▶ **Aim**
Retype every one of the records below word for word, and leave the pictures out of your copy.
══ Information provided ══
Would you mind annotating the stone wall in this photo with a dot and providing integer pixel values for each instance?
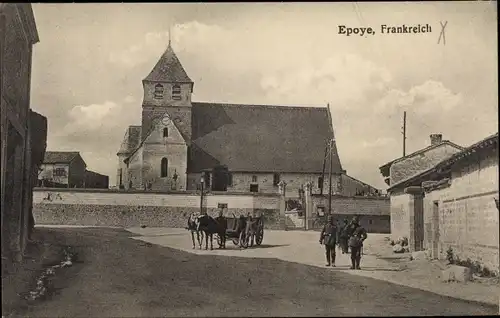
(468, 219)
(374, 212)
(136, 208)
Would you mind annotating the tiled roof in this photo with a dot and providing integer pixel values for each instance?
(448, 162)
(384, 170)
(131, 140)
(168, 69)
(260, 138)
(60, 156)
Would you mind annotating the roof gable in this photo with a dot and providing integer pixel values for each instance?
(448, 162)
(60, 156)
(385, 169)
(260, 138)
(168, 69)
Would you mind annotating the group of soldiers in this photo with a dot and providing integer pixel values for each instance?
(347, 235)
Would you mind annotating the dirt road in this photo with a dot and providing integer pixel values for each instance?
(121, 277)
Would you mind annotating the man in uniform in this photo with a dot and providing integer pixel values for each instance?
(344, 236)
(357, 235)
(221, 219)
(328, 237)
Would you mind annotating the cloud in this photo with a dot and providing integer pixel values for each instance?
(367, 82)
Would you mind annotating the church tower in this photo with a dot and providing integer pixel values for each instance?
(166, 124)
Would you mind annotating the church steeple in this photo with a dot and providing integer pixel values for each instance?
(169, 69)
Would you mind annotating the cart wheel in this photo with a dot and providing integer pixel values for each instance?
(260, 236)
(243, 240)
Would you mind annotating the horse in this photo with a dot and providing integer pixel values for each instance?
(209, 226)
(193, 228)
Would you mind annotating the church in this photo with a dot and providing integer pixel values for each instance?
(182, 144)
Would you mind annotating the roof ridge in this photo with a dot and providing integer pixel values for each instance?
(263, 105)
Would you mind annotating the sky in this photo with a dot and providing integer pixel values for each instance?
(89, 64)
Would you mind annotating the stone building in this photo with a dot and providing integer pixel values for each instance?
(62, 169)
(23, 132)
(235, 148)
(453, 204)
(418, 161)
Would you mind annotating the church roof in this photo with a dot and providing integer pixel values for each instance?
(131, 140)
(168, 69)
(248, 138)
═══
▶ **Answer for the task**
Would you mind annotating the stone wall in this photo with a dot and providing integer pixel values for each instance?
(468, 219)
(374, 212)
(136, 208)
Would you mind annotating the tiled roof in this photo with a dot and providing integer pixel values for each instance?
(448, 162)
(384, 170)
(131, 140)
(168, 69)
(260, 138)
(60, 156)
Would you mind annotating the roof gable in this photo with a dot and providing integer pixel values for each instance?
(448, 162)
(60, 156)
(385, 169)
(260, 138)
(168, 69)
Would you mind annotating the group of soldiers in this photo with a dot and providing integer pixel values for each instance?
(347, 235)
Would you mind annotating the dirt road in this photo with a dot and providing integer pixel values for each instance?
(121, 277)
Would you mind annotating the man in uniform in this photo with a dot and providing integer pixel values for each instance?
(344, 236)
(357, 235)
(221, 219)
(328, 237)
Would you mind annotating the cloud in this photo with a dot and providing integer pixel values for each instance?
(367, 82)
Would you mind annotating the church tower in this photo with a dot and providing integer pixel values for each instance?
(166, 124)
Would you mind annotating the church steeple in this photo with a dot and providing integer pixel values for each instance?
(169, 69)
Would you mind annotating the cart wheel in this photo with a dot and providing integer pixel values for each instance?
(260, 236)
(243, 240)
Would you mind annotating the horse in this photo with a dot and providing integer pixel values for each instance?
(209, 226)
(193, 228)
Would you mind annotating the church in this photo with a dot and providing integer pixel values for each instance?
(182, 144)
Would you mind annotating the roof ridge in this photo with a dot and providing integer pixel values for each instance?
(263, 105)
Would you mind annotating the sky in this photo with a dot and providing integer pixel values for each instance?
(89, 64)
Would you mind annotating the stone building in this photo with a dot and providing integer pixel values for each instance?
(62, 169)
(23, 132)
(235, 148)
(453, 204)
(418, 161)
Would you mind annotating the church roof in this photo with a dot and providing integer pixel values for each instance?
(131, 140)
(168, 69)
(248, 138)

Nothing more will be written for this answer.